- GOAL 1 -
According to the dining guide, on which days is the town's market held?
- GOAL 2 -
Why does the dining guide call the name of Maison Bleue a little strange?
- GOAL 3 -
From the dining guide, copy the passage that begins at the words "Valley Connection: A" and stops after "extremely competitive prices.".

- EXTRACT -

==============================

Bury St Edmunds offers a blend of authentic, old-fashioned English meals spiced with a little café culture. After whetting your appetite at the large variety of food and drinks available at the twice weekly market that meanders around the town every Wednesday and Saturday, perhaps you’d like to visit a few more favourite local dining spots to sample some delicious Suffolk treats.
Maison Bleue: Located at Churchgate, Maison Bleue (which is ‘blue house’ in French – a little strange, because aside from the blue awning, the building’s exterior is white), the restaurant is considered by many as the best in town. Trip Advisor also rated the Maison Bleue as the sixth best restaurant in the UK for three consecutive years. The menu here is a fusion of East and West, and features combinations such as sashimi, roasted Scottish cod, stir fried pak choi, and rye bread crumble.
Harriet's Tearoom: For a quintessential English high or afternoon tea experience, head on over to Harriet’s Tearoom at Cornhill. Aside from tea, there’s also coffee, along with cakes, cucumber sandwiches and scones. A pianist also performs there on most afternoons.
Valley Connection: A fine Indian restaurant deep in heart of Suffolk? With a Bangladeshi twist at that? Impossible, you say? It’s true. Valley Connection offers traditional Indian meals such as tandoori chicken (£4.50), salmon tikka (£5.50) and lamb biryani (£10.95) in an elegant, contemporary setting at extremely competitive prices.

==============================

- DATA BLOCK -
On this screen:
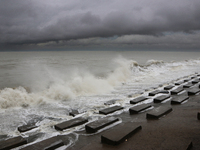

==============================

- EXERCISE RESULT 1 -
The market is held every Wednesday and Saturday.

- EXERCISE RESULT 2 -
The name means "blue house" in French, but apart from its blue awning, the building's exterior is white.

- EXERCISE RESULT 3 -
Valley Connection: A fine Indian restaurant deep in heart of Suffolk? With a Bangladeshi twist at that? Impossible, you say? It’s true. Valley Connection offers traditional Indian meals such as tandoori chicken (£4.50), salmon tikka (£5.50) and lamb biryani (£10.95) in an elegant, contemporary setting at extremely competitive prices.